[Saved records]

:::

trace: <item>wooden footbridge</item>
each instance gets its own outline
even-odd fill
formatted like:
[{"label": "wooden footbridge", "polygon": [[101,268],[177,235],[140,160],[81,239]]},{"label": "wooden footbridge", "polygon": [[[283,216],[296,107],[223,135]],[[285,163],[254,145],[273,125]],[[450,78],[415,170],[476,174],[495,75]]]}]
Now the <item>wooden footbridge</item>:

:::

Aim |
Rewrite the lines of the entries above as a numbered list, leaving out any blank lines.

Answer for this exercise |
1. trace: <item>wooden footbridge</item>
2. each instance gets its own outline
3. even-odd fill
4. formatted like:
5. [{"label": "wooden footbridge", "polygon": [[101,268],[177,235],[140,160],[81,239]]},{"label": "wooden footbridge", "polygon": [[[283,216],[296,107],[223,135]],[[285,163],[254,145],[273,125]],[[450,78],[415,170],[476,174],[495,75]]]}]
6. Now the <item>wooden footbridge</item>:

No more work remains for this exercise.